Giving Compass' Take:

• Lornet Turnbull shares the stories of lawyers who are volunteering to protect civil liberties and the increase in law school applications that followed the 2016 election. 

• How can other professionals donate their skills to worthy causes? 

• Find out how Washington state is working to provide more affordable legal counsel


To train a new generation of lawyers to fight for the rights of immigrants after the 2016 elections, Claire Thomas started an asylum clinic at the New York City law school where she taught.

In Seattle, Michelle Mentzer retired five years early as an administrative law judge so she could volunteer as an attorney with the ACLU.

And in Texas, Anna Castro traded her full-time job for contract work so she could prepare to attend law school to better serve her community.

The country is seeing a wave of legal activism as attorneys and attorneys-to-be have risen to defend civil liberties from the policies of the Trump administration and an increasingly conservative judiciary.

A third of more than 500 pre-law students said the results of the 2016 election influenced their decision to become lawyers, according to a survey by Kaplan Test Prep.

Shortly after the election, Lawyers for Good Government mobilized 125,000 lawyers, law students, and activists nationwide, with the goal of defending democratic institutions and resisting “abuses of power and corruption.” Among their many actions was a disciplinary complaint with the Alabama State Bar Association against U.S. Attorney General Jeff Sessions for perjury.

And the migrant crisis on the Mexican border sparked activism among a group of women lawyers who formed Lawyer Moms of America. In addition to engaging lawmakers, they are collecting airline miles and hotel points, and raising money to bring separated families together.

____________

Update everything in the article on post-election legal activism from "A third of more" down to "separated families together.", replacing "airline miles" with "frequent flyer miles".

____________

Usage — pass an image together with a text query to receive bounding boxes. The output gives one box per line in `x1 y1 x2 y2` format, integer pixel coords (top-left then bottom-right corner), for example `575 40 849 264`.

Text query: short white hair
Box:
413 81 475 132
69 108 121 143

____________

→ **RESPONSE AREA**:
A third of more than 500 pre-law students said the results of the 2016 election influenced their decision to become lawyers, according to a survey by Kaplan Test Prep.

Shortly after the election, Lawyers for Good Government mobilized 125,000 lawyers, law students, and activists nationwide, with the goal of defending democratic institutions and resisting “abuses of power and corruption.” Among their many actions was a disciplinary complaint with the Alabama State Bar Association against U.S. Attorney General Jeff Sessions for perjury.

And the migrant crisis on the Mexican border sparked activism among a group of women lawyers who formed Lawyer Moms of America. In addition to engaging lawmakers, they are collecting frequent flyer miles and hotel points, and raising money to bring separated families together.